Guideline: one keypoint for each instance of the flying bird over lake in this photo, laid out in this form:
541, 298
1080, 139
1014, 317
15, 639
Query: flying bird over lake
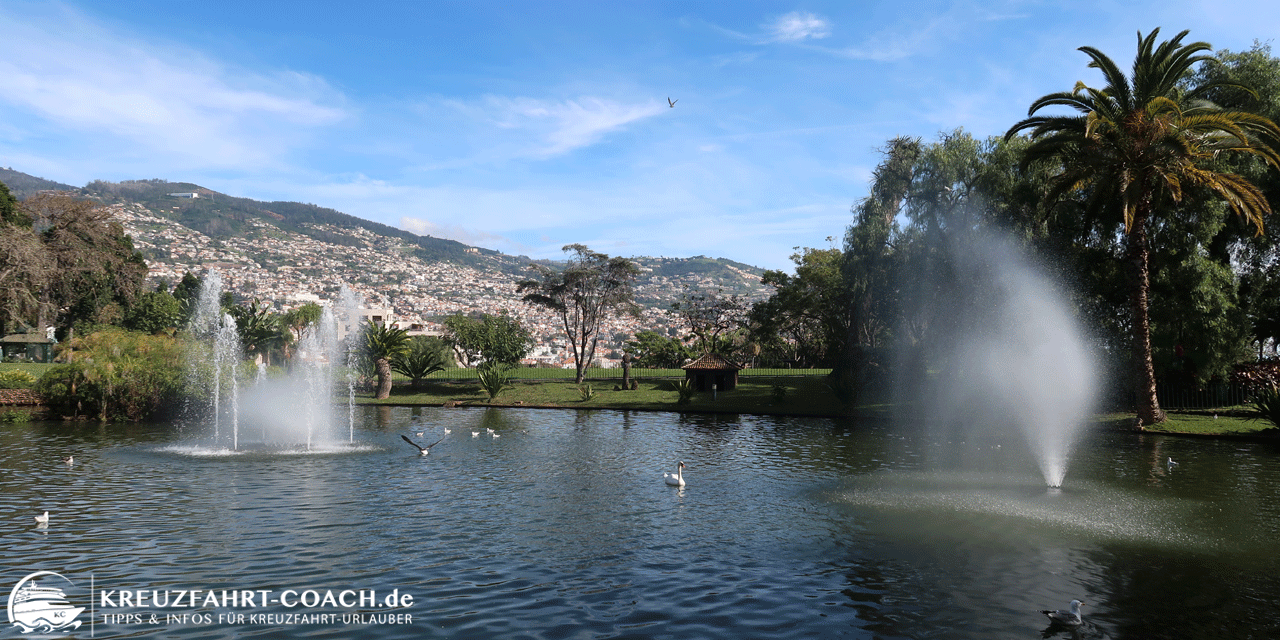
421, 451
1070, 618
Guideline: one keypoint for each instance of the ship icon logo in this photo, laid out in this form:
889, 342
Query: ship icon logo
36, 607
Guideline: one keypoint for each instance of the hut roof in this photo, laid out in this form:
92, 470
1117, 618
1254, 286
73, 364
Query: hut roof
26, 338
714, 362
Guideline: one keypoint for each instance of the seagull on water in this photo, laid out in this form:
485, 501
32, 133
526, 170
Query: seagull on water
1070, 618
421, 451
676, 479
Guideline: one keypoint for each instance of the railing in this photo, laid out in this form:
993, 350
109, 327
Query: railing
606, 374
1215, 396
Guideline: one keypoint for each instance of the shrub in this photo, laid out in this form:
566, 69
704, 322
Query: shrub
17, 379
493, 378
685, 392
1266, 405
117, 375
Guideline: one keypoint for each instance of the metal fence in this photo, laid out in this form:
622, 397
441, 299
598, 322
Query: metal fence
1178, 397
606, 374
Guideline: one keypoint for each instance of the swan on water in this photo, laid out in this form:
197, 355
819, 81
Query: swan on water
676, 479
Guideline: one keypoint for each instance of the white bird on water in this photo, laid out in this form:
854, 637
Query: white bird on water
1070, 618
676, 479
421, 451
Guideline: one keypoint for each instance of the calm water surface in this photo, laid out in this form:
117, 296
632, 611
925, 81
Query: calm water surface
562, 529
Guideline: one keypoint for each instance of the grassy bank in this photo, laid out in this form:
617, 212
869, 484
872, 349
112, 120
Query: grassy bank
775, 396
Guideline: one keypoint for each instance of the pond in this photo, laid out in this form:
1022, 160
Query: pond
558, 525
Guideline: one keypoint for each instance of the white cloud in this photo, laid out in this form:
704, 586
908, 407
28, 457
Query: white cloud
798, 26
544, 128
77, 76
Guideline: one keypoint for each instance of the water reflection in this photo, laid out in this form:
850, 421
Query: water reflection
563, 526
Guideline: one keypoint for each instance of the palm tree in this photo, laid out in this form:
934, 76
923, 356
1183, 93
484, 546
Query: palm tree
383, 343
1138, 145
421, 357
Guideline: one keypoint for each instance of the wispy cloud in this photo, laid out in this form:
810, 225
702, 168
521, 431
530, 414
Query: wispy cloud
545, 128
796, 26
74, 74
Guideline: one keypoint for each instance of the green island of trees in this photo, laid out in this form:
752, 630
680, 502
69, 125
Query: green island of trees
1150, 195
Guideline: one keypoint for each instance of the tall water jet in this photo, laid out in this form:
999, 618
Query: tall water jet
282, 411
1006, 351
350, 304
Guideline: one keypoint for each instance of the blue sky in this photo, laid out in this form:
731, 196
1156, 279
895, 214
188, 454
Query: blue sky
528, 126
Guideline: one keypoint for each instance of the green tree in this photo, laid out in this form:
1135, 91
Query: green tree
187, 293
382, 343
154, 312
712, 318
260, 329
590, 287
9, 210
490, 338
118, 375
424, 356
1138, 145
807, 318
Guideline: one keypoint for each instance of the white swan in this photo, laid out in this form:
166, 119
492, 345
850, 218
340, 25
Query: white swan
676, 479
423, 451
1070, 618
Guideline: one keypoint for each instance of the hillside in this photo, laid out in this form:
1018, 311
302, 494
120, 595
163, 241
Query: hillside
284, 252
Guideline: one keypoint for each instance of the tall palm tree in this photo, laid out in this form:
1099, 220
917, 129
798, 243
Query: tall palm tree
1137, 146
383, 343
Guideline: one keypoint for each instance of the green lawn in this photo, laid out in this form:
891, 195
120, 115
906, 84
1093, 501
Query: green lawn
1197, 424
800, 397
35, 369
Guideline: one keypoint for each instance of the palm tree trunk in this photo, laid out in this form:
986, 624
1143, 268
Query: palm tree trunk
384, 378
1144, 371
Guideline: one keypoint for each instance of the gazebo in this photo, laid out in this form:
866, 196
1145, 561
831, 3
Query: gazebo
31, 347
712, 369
---
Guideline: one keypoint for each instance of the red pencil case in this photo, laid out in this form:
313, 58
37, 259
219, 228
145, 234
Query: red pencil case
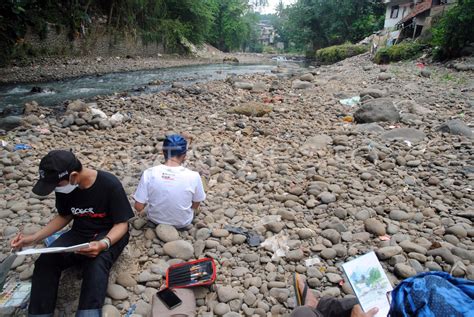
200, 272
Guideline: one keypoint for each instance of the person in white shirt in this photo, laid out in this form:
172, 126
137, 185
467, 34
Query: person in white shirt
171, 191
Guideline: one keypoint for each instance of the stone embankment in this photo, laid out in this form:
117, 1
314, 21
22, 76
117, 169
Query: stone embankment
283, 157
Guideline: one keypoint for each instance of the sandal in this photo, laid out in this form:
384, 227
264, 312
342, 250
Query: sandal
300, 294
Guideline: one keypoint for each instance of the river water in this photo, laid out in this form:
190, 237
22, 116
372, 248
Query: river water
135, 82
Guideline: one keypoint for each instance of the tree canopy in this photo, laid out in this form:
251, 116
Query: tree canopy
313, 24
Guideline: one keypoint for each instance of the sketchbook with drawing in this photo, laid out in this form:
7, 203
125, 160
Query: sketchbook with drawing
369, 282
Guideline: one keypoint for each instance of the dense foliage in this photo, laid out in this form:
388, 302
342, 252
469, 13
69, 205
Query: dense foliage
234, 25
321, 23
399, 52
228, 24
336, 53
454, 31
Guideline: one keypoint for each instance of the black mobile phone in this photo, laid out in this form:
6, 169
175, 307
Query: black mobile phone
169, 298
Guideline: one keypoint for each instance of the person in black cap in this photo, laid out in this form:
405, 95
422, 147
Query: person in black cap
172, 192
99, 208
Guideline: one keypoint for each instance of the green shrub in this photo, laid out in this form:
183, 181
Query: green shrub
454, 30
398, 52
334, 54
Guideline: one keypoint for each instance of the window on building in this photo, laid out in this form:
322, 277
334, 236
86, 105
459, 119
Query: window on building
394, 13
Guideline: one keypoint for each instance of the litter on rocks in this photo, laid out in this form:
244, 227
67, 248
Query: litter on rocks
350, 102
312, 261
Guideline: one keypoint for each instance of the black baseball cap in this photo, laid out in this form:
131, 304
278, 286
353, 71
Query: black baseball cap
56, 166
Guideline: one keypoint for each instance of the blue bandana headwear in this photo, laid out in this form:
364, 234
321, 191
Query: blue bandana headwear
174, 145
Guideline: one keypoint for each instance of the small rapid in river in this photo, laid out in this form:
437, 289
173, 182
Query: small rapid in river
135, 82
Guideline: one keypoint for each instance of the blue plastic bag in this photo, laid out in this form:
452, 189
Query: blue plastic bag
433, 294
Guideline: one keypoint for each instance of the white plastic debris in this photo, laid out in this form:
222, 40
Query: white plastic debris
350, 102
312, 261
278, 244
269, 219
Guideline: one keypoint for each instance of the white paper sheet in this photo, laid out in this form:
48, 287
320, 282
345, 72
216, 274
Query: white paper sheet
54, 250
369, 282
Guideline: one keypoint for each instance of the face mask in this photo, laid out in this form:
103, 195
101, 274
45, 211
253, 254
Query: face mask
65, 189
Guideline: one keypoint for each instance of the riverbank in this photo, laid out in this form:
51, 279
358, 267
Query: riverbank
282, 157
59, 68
--
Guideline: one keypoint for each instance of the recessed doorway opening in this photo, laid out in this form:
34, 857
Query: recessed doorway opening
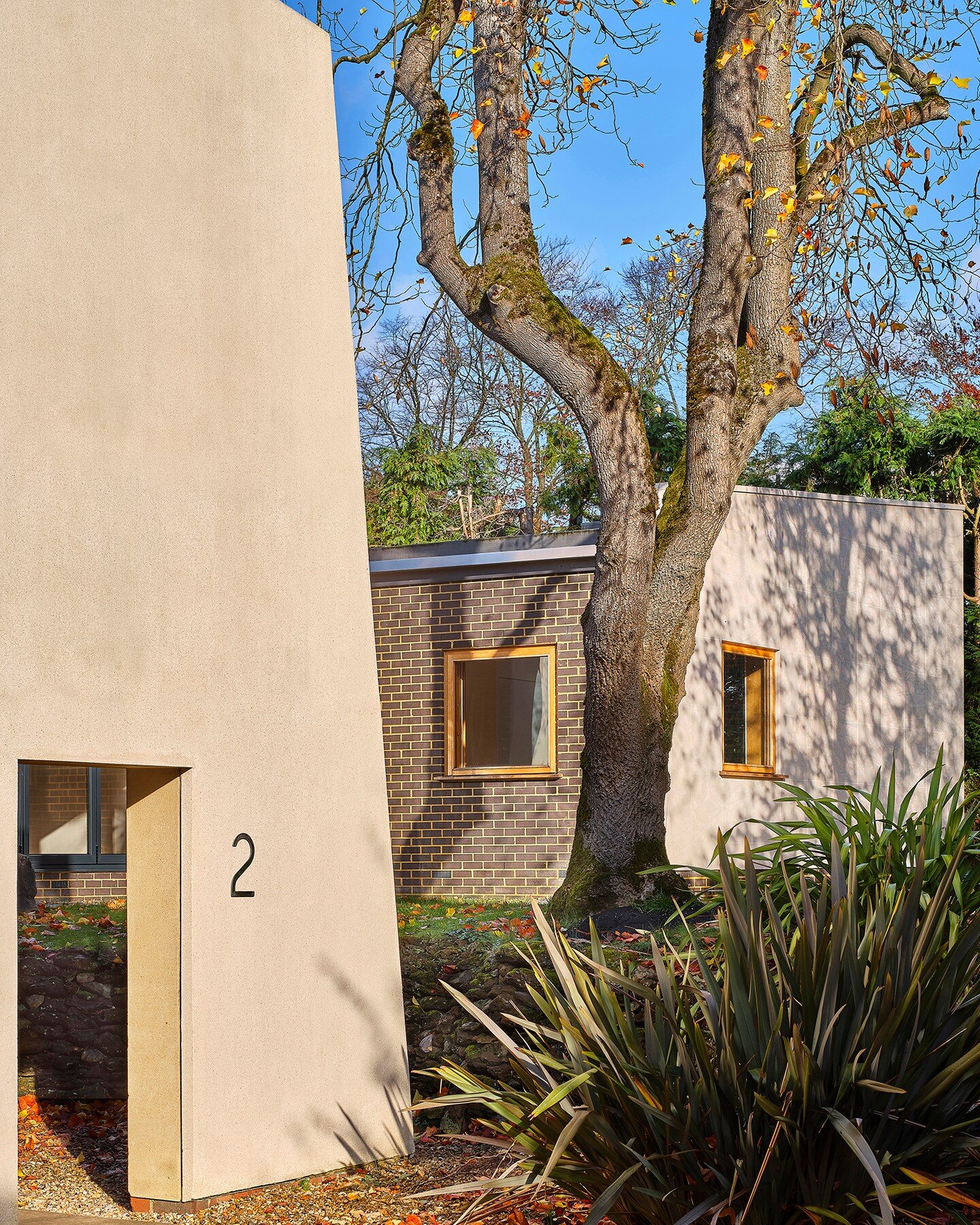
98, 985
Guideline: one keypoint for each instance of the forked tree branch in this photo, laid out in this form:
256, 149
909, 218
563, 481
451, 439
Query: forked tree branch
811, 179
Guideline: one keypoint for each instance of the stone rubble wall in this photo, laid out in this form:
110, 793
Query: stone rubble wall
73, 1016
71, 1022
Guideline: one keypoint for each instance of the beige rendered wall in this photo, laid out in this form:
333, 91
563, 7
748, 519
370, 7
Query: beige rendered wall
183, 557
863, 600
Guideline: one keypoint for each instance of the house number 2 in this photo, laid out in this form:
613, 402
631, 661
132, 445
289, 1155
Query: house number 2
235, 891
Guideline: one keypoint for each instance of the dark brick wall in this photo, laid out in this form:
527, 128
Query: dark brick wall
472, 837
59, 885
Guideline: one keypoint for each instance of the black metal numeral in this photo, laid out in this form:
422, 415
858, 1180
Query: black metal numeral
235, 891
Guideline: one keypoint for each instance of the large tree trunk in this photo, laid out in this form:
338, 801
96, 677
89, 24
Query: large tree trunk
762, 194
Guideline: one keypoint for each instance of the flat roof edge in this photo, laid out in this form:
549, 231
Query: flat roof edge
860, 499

:: REQUIRED WORK ::
Please reproduce exactly the lines in the listing above from the one containing "Guideline: one keypoint for each instance of the forked" through the one containing "Guideline: one keypoint for each instance of the stone rubble", both included, and nothing more.

:: ANSWER SPACE ::
Guideline: one keypoint for each instance of the forked tree branch in this photo, laid out in this form:
256, 149
909, 218
563, 481
451, 439
Query: forked tree branch
811, 179
Guideline: one keypoint for each instance of the stone rubble wall in this photo, laid out in this form:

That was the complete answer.